● Materials provided:
• • • • •
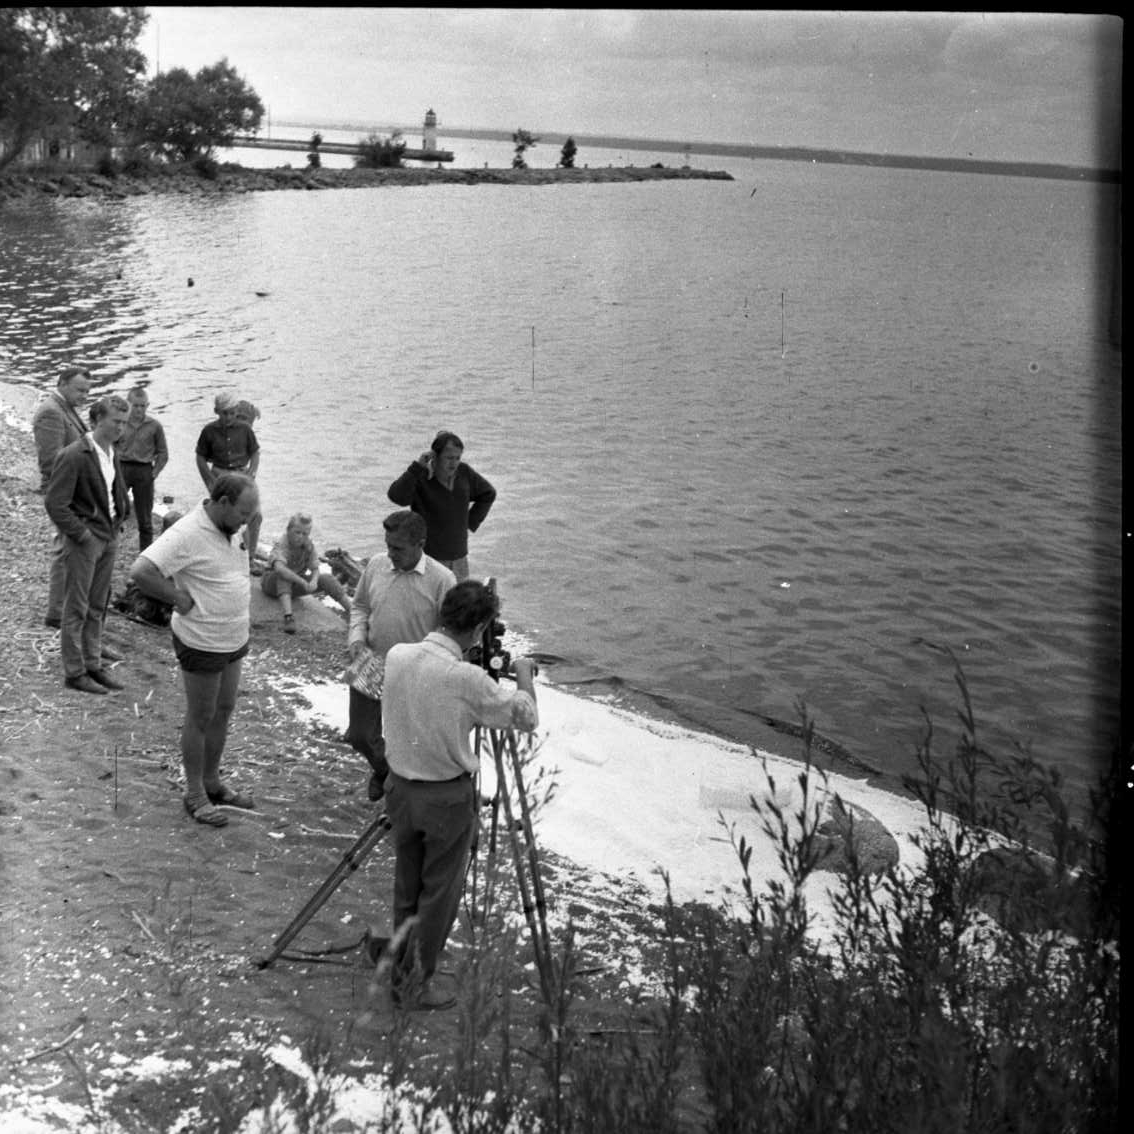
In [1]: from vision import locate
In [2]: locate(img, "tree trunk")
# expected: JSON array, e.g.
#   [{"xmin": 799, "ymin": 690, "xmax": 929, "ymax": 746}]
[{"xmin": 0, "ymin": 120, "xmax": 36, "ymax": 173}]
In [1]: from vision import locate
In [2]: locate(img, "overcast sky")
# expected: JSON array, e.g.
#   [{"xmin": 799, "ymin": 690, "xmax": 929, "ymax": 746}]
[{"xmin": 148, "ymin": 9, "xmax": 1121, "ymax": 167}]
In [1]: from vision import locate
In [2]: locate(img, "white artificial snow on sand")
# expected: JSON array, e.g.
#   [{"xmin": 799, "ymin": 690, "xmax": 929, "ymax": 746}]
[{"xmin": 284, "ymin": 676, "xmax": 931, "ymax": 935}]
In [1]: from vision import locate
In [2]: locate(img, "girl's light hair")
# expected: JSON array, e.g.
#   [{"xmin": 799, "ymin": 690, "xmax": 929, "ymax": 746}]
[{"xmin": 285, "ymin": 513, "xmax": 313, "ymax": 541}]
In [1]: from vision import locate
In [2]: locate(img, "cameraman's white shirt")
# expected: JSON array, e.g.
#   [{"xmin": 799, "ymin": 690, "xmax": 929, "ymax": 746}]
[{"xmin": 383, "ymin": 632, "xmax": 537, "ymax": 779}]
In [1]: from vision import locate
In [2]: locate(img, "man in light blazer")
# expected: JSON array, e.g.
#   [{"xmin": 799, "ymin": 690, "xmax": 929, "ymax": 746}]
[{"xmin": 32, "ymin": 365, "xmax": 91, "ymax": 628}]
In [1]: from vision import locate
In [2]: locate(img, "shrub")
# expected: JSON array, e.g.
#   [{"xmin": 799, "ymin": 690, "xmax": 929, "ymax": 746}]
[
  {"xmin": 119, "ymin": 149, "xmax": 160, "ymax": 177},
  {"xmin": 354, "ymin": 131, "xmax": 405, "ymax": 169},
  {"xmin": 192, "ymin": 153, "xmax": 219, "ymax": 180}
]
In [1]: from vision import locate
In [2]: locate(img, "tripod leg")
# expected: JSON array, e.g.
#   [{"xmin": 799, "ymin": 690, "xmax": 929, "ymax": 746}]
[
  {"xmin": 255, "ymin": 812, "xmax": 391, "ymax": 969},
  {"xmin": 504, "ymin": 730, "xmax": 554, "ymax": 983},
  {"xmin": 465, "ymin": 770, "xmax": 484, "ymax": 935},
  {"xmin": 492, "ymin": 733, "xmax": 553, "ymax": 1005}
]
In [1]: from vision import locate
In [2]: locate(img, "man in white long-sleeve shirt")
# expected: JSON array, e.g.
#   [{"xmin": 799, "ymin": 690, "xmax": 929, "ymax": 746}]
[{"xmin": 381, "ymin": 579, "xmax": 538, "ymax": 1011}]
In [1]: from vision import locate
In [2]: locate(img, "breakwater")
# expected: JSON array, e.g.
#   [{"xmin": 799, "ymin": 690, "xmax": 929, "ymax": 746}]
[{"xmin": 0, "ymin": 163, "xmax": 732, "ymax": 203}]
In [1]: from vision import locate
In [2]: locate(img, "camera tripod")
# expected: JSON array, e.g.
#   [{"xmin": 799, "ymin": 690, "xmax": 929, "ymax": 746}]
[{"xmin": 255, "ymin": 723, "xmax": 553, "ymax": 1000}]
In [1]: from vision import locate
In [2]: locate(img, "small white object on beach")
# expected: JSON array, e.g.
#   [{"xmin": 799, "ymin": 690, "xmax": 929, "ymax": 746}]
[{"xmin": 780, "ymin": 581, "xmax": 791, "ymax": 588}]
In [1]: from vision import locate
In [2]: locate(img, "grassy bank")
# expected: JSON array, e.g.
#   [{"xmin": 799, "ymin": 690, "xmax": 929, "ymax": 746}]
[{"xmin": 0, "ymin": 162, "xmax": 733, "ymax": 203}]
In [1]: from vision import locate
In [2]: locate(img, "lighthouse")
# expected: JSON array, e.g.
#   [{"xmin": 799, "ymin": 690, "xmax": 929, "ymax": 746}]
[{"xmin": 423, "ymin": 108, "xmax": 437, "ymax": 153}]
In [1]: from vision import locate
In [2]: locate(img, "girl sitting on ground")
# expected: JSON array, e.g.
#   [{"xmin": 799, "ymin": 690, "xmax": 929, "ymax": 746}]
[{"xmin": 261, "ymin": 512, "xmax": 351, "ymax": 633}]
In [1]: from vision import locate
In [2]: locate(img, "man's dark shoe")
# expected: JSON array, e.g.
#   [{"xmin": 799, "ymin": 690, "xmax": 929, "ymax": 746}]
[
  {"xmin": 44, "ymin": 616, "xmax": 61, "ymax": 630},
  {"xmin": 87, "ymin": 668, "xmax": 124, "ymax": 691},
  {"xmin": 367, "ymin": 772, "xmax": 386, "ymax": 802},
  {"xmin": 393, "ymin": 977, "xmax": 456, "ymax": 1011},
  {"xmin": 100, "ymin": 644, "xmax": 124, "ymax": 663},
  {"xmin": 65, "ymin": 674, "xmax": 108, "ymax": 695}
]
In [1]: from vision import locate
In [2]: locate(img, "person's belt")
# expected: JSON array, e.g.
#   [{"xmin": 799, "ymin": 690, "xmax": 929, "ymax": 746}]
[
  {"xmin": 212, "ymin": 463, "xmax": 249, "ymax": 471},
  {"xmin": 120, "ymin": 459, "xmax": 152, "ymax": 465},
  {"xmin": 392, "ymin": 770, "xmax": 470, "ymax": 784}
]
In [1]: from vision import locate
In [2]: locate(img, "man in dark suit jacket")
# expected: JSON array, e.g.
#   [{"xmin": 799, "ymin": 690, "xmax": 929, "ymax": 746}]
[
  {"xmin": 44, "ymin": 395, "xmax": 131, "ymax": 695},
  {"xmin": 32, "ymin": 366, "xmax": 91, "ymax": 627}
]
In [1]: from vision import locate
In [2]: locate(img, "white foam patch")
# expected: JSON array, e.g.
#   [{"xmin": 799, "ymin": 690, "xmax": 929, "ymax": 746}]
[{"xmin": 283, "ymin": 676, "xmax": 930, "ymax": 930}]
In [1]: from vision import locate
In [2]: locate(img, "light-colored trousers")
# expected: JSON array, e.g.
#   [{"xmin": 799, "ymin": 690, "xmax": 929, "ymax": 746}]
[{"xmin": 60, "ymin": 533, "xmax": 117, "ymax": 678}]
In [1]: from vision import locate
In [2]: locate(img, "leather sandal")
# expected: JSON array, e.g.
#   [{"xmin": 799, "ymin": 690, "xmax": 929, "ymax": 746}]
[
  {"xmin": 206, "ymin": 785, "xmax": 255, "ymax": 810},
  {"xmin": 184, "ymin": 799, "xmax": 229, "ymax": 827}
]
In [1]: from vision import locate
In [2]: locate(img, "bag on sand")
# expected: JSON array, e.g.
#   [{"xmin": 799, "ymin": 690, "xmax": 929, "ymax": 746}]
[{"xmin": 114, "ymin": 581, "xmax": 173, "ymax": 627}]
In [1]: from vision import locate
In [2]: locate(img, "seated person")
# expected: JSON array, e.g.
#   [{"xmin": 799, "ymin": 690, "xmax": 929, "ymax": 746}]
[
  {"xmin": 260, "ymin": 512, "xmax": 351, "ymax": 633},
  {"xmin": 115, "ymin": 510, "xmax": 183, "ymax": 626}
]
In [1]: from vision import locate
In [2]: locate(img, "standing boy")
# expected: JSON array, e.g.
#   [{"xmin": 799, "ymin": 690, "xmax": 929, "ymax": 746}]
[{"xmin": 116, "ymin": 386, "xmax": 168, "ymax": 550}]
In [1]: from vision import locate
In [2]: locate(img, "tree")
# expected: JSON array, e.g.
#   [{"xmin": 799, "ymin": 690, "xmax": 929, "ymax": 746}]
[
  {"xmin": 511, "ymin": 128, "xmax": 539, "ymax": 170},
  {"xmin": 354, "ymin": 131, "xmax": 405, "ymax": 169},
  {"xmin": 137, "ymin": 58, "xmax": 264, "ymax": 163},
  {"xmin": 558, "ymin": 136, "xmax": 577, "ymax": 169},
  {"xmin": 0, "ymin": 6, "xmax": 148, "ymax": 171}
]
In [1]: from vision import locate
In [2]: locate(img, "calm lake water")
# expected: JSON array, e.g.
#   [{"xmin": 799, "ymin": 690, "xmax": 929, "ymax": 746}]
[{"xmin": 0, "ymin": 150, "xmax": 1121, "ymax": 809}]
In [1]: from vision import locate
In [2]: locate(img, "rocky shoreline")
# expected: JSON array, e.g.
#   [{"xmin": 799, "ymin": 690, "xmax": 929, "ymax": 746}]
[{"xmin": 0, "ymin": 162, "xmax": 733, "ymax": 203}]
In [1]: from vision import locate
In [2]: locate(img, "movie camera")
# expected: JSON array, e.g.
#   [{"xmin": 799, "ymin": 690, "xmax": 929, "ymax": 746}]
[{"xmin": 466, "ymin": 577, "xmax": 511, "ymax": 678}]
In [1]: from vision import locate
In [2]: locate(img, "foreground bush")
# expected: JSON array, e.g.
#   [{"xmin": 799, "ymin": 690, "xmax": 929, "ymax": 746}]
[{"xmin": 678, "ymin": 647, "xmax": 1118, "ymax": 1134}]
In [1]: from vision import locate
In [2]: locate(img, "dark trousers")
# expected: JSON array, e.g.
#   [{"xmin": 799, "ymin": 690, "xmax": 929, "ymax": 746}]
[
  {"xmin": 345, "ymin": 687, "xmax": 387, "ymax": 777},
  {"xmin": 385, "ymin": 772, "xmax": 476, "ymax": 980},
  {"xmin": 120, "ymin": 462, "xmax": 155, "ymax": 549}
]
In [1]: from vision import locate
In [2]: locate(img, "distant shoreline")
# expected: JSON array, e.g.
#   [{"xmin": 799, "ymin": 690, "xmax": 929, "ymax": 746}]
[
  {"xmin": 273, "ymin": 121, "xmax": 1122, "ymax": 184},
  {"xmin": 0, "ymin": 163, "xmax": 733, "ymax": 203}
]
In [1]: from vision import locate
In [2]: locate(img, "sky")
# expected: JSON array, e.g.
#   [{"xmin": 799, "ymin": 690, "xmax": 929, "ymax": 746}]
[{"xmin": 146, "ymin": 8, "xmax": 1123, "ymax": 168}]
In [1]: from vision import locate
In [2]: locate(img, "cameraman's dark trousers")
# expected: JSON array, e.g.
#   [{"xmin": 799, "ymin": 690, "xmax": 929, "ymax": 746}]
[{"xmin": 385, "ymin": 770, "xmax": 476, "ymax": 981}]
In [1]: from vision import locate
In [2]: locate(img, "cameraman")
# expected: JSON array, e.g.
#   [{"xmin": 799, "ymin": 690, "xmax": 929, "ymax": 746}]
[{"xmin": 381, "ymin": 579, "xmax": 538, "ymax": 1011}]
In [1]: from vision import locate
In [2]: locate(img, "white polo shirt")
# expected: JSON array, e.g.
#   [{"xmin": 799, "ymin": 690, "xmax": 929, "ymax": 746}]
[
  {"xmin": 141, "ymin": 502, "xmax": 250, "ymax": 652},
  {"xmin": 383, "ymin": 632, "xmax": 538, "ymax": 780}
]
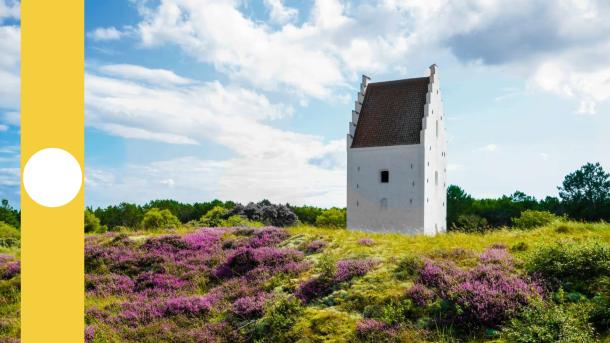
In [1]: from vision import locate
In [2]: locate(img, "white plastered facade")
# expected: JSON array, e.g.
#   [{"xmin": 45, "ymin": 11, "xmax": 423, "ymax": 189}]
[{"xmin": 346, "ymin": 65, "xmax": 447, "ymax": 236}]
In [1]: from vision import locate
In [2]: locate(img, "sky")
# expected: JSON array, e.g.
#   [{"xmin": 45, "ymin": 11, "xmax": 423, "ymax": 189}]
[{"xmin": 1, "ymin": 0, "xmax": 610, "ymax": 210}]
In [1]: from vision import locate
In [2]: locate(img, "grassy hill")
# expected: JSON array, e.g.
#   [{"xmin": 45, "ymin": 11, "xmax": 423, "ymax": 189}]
• • • • •
● Task statement: Note how many lines in the data above have the string "cameraman" in them, and give that number by itself.

● Solution to the problem: 3